------ Entries shown ------

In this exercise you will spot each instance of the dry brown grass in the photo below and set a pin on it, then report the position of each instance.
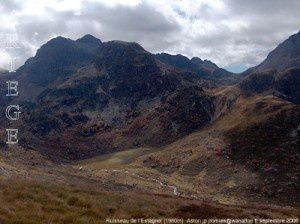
(31, 202)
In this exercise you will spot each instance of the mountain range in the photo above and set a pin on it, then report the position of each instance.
(217, 135)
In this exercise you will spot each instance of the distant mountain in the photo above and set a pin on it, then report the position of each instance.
(279, 73)
(90, 97)
(203, 68)
(286, 55)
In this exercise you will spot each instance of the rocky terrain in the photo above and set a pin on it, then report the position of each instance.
(117, 119)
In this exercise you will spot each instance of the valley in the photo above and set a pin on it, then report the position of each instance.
(112, 130)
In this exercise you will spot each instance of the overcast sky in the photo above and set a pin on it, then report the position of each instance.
(234, 34)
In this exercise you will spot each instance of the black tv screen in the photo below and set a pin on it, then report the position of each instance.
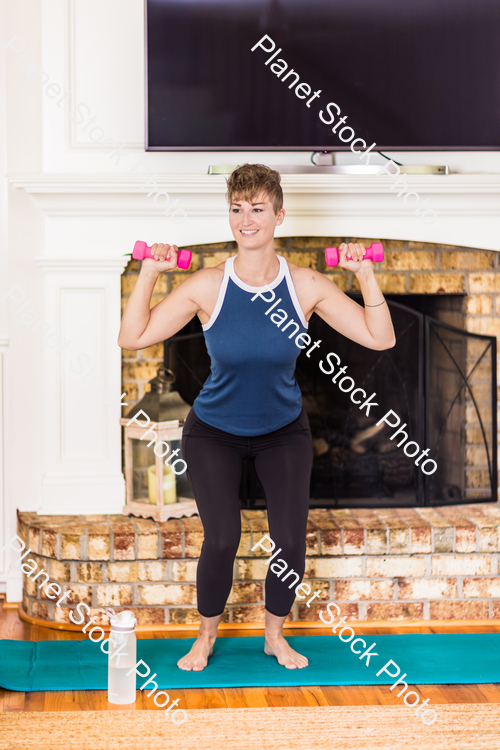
(405, 74)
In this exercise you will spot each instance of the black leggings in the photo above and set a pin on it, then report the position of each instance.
(283, 462)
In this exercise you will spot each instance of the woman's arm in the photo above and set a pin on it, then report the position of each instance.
(370, 326)
(141, 326)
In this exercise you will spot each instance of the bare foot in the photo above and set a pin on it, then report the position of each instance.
(197, 658)
(286, 656)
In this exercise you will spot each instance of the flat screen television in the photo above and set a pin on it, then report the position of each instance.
(406, 74)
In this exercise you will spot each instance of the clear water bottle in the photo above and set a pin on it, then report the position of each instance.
(122, 657)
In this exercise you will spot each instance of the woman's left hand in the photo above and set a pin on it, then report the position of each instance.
(356, 261)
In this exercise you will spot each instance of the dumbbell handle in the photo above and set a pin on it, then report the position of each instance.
(375, 252)
(141, 251)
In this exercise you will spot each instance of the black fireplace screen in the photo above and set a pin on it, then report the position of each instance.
(437, 386)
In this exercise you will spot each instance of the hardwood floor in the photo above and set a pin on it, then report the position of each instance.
(11, 627)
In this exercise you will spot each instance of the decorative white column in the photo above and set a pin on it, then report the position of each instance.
(82, 379)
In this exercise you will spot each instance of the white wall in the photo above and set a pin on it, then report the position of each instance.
(70, 211)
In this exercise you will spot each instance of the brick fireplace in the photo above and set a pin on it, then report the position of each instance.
(456, 285)
(382, 564)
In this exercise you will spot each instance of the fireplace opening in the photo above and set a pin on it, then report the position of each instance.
(440, 381)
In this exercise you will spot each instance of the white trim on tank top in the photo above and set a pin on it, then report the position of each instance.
(229, 272)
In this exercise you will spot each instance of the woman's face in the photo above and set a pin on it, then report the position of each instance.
(253, 222)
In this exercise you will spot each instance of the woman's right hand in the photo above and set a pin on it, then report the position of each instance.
(165, 257)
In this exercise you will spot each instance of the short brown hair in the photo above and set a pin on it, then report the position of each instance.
(249, 180)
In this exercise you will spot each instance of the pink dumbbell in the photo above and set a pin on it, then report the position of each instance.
(141, 251)
(375, 252)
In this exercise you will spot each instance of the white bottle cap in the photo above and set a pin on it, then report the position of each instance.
(123, 622)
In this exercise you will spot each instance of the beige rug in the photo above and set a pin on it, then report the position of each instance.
(458, 727)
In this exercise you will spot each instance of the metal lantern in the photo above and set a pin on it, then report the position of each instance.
(155, 489)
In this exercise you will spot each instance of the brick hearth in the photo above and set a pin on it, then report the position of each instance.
(401, 564)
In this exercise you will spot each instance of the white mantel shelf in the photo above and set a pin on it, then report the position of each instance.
(467, 205)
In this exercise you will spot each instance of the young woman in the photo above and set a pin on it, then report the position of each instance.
(250, 404)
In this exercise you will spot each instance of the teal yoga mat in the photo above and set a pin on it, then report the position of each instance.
(241, 662)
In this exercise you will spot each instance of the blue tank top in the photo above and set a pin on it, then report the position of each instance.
(251, 389)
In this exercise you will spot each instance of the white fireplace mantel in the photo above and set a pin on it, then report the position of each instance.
(90, 221)
(467, 207)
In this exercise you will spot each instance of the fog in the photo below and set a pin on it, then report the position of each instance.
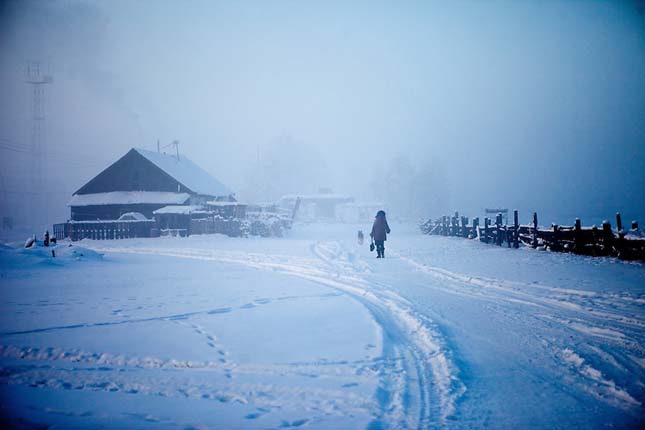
(430, 107)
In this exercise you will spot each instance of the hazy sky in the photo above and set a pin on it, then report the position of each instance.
(535, 105)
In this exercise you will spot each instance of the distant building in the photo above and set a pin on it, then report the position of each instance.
(145, 181)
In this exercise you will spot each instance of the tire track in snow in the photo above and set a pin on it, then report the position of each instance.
(419, 344)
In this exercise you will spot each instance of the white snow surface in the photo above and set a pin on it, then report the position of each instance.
(311, 331)
(129, 197)
(187, 173)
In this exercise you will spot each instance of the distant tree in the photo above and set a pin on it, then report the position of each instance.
(285, 166)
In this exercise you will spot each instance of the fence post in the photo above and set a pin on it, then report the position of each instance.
(608, 237)
(578, 236)
(516, 232)
(498, 229)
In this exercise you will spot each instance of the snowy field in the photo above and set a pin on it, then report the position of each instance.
(311, 331)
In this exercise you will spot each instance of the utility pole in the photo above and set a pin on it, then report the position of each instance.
(35, 76)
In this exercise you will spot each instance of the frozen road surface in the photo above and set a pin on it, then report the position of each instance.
(311, 331)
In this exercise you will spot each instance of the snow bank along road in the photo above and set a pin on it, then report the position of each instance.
(310, 331)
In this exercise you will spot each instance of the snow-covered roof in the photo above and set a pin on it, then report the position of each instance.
(187, 173)
(129, 197)
(179, 209)
(133, 216)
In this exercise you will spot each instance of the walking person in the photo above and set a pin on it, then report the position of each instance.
(379, 233)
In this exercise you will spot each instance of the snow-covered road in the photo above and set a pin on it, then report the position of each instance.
(312, 331)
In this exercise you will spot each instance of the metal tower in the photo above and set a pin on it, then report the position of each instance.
(36, 77)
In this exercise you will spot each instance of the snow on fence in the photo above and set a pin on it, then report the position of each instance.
(621, 243)
(106, 229)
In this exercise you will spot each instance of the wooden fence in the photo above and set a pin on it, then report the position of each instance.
(592, 241)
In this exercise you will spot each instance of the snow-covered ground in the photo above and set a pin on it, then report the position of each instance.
(311, 331)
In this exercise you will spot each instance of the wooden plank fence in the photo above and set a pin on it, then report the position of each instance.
(592, 241)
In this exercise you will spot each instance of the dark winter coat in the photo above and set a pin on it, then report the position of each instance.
(380, 229)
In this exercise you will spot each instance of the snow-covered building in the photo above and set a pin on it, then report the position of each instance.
(315, 207)
(145, 181)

------

What to produce: Only the text is to be copied: please reproduce the records exactly and drop the pictures.

Result of the exercise:
In this exercise you will spot each instance of the dry brown grass in the photo below and set a pin on it, then report the position of each instance.
(31, 202)
In this exercise you will spot each instance of the mountain range in the photo above and set a pin on it, then report the position of each instance.
(217, 135)
In this exercise you will spot each instance of the distant mountain in the photo above and set a pin on it, then report the position of each instance.
(279, 73)
(90, 97)
(203, 68)
(286, 55)
In this exercise you will spot each instance of the rocky terrain in the photo above and set a pin on it, then report the position of each instance.
(117, 119)
In this exercise you will spot each instance of the valley in the photo above and set a pin on it, then report the position of each instance.
(112, 130)
In this exercise you will spot each instance of the overcast sky in the photo above and set a pin on it, then report the position of each instance.
(234, 34)
In this exercise you will spot each instance of the black tv screen in the photo below and set a pin on it, then report the position of each instance.
(405, 74)
In this exercise you will spot each instance of the black leggings in the photo above and set a pin on it, then report the position of each instance.
(283, 462)
In this exercise you will spot each instance of the woman's arm in the photo above and set a pin on it, then report the position of each instance.
(370, 326)
(141, 326)
In this exercise you will spot each instance of the bare foot in the photo above and set a pin on it, then report the position of each instance.
(197, 658)
(286, 656)
In this exercise you will spot each instance of the flat screen television in the photo above and set a pin on it, then report the position of each instance.
(406, 74)
In this exercise you will spot each instance of the clear water bottle in the photo above and set a pin on it, then report the position of each instance.
(122, 657)
In this exercise you will spot each instance of the woman's left hand in the photo above and set a pin on it, then report the position of each instance.
(356, 261)
In this exercise you will spot each instance of the dumbbell handle in the photo above and set a pin on it, then report the position of each instance.
(375, 252)
(141, 251)
In this exercise you will spot each instance of the black fireplace screen in the photo above and set a pin on it, then report the position of each instance.
(437, 386)
In this exercise you will spot each instance of the hardwood floor in the photo above and set a pin on it, then report the position of each instance.
(11, 627)
In this exercise you will spot each instance of the decorative white column in the photo above and set a pin on it, then report the position of each instance.
(82, 379)
In this exercise you will spot each instance of the white wall in the photo above and set a pin on it, then report the position of each instance.
(70, 211)
In this exercise you will spot each instance of the brick fireplace in the photo above and set a pin on it, then report the position of each instance.
(456, 285)
(382, 564)
In this exercise you will spot each instance of the fireplace opening in the photo above and set a pin on it, then report the position of each instance.
(440, 381)
In this exercise you will spot each instance of the white trim on tank top in the photo above and set a pin on it, then report the position of each instance.
(229, 272)
In this exercise you will spot each instance of the woman's face in the photo above and set a pin on it, then report the position of each instance.
(253, 222)
In this exercise you will spot each instance of the woman's right hand in the photo above and set a pin on it, then report the position of each instance.
(165, 257)
In this exercise you will spot each instance of the short brown hair in the photo above and set a pin on it, then report the position of each instance.
(249, 180)
In this exercise you will spot each instance of the pink dumbbell in the photo above and set a pin on it, then report the position of each instance.
(141, 251)
(375, 252)
In this exercise you will spot each instance of the white bottle cap in the photo above and set a pin on it, then report the position of each instance.
(123, 622)
In this exercise you will spot each instance of the beige rug in the photo above and set a pin on it, then report the position of each instance.
(458, 727)
In this exercise you will spot each instance of the metal lantern in the photo above and set a pin on it, then report the position of each instance.
(155, 489)
In this exercise you will spot each instance of the brick hearth in the photo above and set a pin on it, then report the position of each instance.
(401, 564)
In this exercise you will spot each instance of the white mantel shelf in the photo above and set a pin on it, then report the position of each instance.
(467, 205)
In this exercise you will spot each instance of the young woman in the photo above and set a pin on it, then report the position of each instance.
(250, 404)
In this exercise you will spot each instance of the teal yoga mat in the photo above and set a pin on it, then report the position of each instance.
(241, 662)
In this exercise you will spot each instance of the blue tank top in the photo above and set a pin on it, then report the position of each instance.
(251, 389)
In this exercise you will spot each instance of the white fireplace mantel in the photo above and set a pin on it, then report the position of each instance.
(90, 221)
(467, 207)
In this exercise you will spot each instance of the fog in the photo below and set a pin on it, then report the position of each instance.
(430, 107)
In this exercise you will spot each instance of the hazy sky in the photo above and set a pin on it, then report the position of each instance.
(535, 105)
In this exercise you will spot each instance of the distant building in the photo above and set a pin on it, then report the position of each instance.
(145, 181)
In this exercise you will spot each instance of the tire track in snow in the photo above and set a pin on it, then report the position of each instance.
(419, 344)
In this exercise you will spot each instance of the white snow surface in the photo above and set a pin on it, then report the position of each instance.
(311, 331)
(129, 197)
(187, 173)
In this exercise you will spot each instance of the distant tree in the photo above and set a pin on it, then report the position of each instance.
(285, 166)
In this exercise you will spot each instance of the fence post in the photo above and set a pin on it, then report the position of each instance.
(608, 237)
(578, 236)
(516, 232)
(498, 229)
In this exercise you will spot each instance of the snowy field in the photo above and set a pin on it, then report the position of each instance.
(311, 331)
In this exercise you will spot each instance of the utility pole in the photo above and set a pin on it, then report the position of each instance.
(35, 76)
In this exercise you will spot each instance of the frozen road surface in the photo above and set a pin on it, then report the position of each instance.
(311, 331)
In this exercise you will spot each instance of the snow bank along road in the photo above and set a pin on it, then report the position of each instance.
(310, 331)
In this exercise you will spot each instance of the snow-covered roof in the photo above and set a pin on it, then report the position of each instance.
(187, 173)
(129, 197)
(179, 209)
(133, 216)
In this exercise you will spot each instance of the walking person in the photo above and set a pin on it, then report the position of each instance.
(379, 233)
In this exercise you will spot each instance of the snow-covered road in the photo above and set a pin on it, then report the position of each instance.
(312, 331)
In this exercise you will spot each instance of the metal tower in the photo above and set a pin on it, then report the position of each instance.
(36, 77)
In this exercise you will spot each instance of the snow on fence in the photo above and set a pin on it, then report the position of each instance.
(621, 243)
(106, 229)
In this exercise you will spot each instance of the wooden fence in the photo above and set a pin on it, then report the position of each instance.
(592, 241)
In this exercise you will spot each instance of the snow-covered ground in the photo above and set a pin on it, then report the position of each instance.
(311, 331)
In this exercise you will spot each instance of the wooden plank fence in the photo above and set a pin on it, then report the position of each instance.
(592, 241)
In this exercise you will spot each instance of the dark winter coat in the photo above and set a pin on it, then report the position of each instance.
(380, 229)
In this exercise you will spot each instance of the snow-covered building in the photo above and set a pin on it, then report the position of each instance.
(315, 207)
(145, 181)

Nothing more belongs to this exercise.